(Study text Opens)
Re: [RFC PATCH] btrfs: don't call btrfs_sync_file from iomap context

From: Josef Bacik <josef@toxicpanda.com>
To: Dave Chinner <david@fromorbit.com>
Cc: Johannes Thumshirn <johannes.thumshirn@wdc.com>,
	David Sterba <dsterba@suse.com>,
	"linux-btrfs @ vger . kernel . org" <linux-btrfs@vger.kernel.org>,
	Filipe Manana <fdmanana@gmail.com>,
	Christoph Hellwig <hch@lst.de>,
	Linux FS Devel <linux-fsdevel@vger.kernel.org>
Subject: Re: [RFC PATCH] btrfs: don't call btrfs_sync_file from iomap context
Date: Tue, 1 Sep 2020 20:22:10 -0400	[thread overview]
Message-ID: <d2ba3cc5-5648-2e4b-6ae4-2515b1365ce2@toxicpanda.com> (raw)
In-Reply-To: <20200901235830.GI12096@dread.disaster.area>

On 9/1/20 7:58 PM, Dave Chinner wrote:
> On Tue, Sep 01, 2020 at 06:19:17PM -0400, Josef Bacik wrote:
>> On 9/1/20 5:46 PM, Dave Chinner wrote:
>>> On Tue, Sep 01, 2020 at 11:11:58AM -0400, Josef Bacik wrote:
>>>> On 9/1/20 9:06 AM, Johannes Thumshirn wrote:
>>>>> This happens because iomap_dio_complete() calls into generic_write_sync()
>>>>> if we have the data-sync flag set. But as we're still under the
>>>>> inode_lock() from btrfs_file_write_iter() we will deadlock once
>>>>> btrfs_sync_file() tries to acquire the inode_lock().
>>>>>
>>>>> Calling into generic_write_sync() is not needed as __btrfs_direct_write()
(Study text Closes)
Exercises
1. Reproduce the btrfs mailing-list message word for word, everything from "In-Reply-To: <20200901235830.GI12096@dread.disaster.area>" down to "needed as __btrfs_direct_write()".
2. In the btrfs mailing-list message, which function does iomap_dio_complete() call into when the data-sync flag is set?
The items that come next are from a different source.
(Information given Opens)
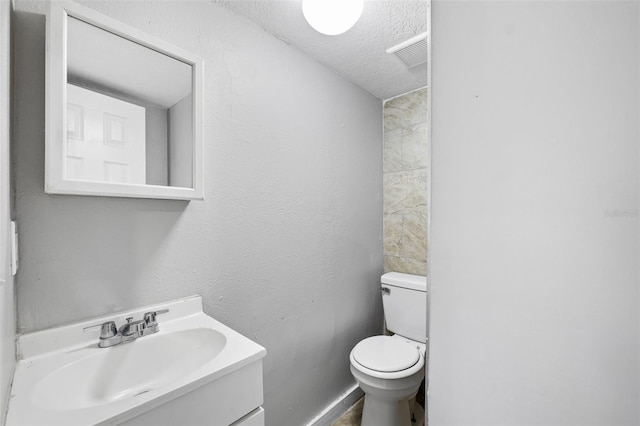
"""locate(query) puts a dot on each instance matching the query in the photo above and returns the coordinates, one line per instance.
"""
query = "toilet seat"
(385, 354)
(384, 357)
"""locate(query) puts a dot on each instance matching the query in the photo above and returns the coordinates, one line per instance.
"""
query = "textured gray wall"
(534, 213)
(287, 246)
(7, 303)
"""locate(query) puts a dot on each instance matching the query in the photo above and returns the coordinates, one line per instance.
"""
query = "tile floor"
(353, 416)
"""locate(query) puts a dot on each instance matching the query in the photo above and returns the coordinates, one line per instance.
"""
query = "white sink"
(66, 379)
(127, 370)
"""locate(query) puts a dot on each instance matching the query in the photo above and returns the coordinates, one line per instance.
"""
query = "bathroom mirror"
(123, 110)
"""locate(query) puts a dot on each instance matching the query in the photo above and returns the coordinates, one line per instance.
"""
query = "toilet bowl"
(390, 369)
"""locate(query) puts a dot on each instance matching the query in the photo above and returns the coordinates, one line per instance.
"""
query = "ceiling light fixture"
(332, 17)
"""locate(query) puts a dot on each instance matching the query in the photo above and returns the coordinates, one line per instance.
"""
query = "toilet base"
(377, 412)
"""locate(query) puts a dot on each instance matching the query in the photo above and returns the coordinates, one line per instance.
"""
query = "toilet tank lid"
(398, 279)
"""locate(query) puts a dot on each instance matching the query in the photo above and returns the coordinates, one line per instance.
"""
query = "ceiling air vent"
(412, 52)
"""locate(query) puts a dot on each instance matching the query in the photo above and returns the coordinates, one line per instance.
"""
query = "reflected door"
(105, 138)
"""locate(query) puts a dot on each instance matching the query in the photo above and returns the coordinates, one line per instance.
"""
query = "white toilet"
(390, 369)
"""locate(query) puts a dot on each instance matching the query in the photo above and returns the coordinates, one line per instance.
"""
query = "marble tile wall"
(405, 176)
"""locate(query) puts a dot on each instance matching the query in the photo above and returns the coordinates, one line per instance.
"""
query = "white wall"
(7, 311)
(180, 147)
(534, 229)
(287, 246)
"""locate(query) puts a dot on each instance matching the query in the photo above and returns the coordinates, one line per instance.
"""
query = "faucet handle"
(150, 317)
(108, 330)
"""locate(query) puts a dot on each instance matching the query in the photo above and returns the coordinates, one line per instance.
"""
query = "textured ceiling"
(359, 54)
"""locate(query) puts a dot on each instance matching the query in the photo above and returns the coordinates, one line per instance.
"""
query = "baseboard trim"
(337, 407)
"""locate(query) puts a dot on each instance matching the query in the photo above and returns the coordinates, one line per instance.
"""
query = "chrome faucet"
(111, 336)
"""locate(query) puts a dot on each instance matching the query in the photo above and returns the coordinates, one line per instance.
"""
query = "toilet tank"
(404, 299)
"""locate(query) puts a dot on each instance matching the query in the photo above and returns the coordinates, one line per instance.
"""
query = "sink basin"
(194, 367)
(127, 370)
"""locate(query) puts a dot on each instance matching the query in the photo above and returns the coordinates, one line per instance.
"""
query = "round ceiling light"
(332, 17)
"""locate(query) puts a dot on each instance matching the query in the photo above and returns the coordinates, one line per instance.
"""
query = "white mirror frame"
(56, 111)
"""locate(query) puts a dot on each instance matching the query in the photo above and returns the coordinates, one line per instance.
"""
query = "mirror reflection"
(Information given Closes)
Results of the tasks
1.
In-Reply-To: <20200901235830.GI12096@dread.disaster.area>

On 9/1/20 7:58 PM, Dave Chinner wrote:
> On Tue, Sep 01, 2020 at 06:19:17PM -0400, Josef Bacik wrote:
>> On 9/1/20 5:46 PM, Dave Chinner wrote:
>>> On Tue, Sep 01, 2020 at 11:11:58AM -0400, Josef Bacik wrote:
>>>> On 9/1/20 9:06 AM, Johannes Thumshirn wrote:
>>>>> This happens because iomap_dio_complete() calls into generic_write_sync()
>>>>> if we have the data-sync flag set. But as we're still under the
>>>>> inode_lock() from btrfs_file_write_iter() we will deadlock once
>>>>> btrfs_sync_file() tries to acquire the inode_lock().
>>>>>
>>>>> Calling into generic_write_sync() is not needed as __btrfs_direct_write()

2. generic_write_sync()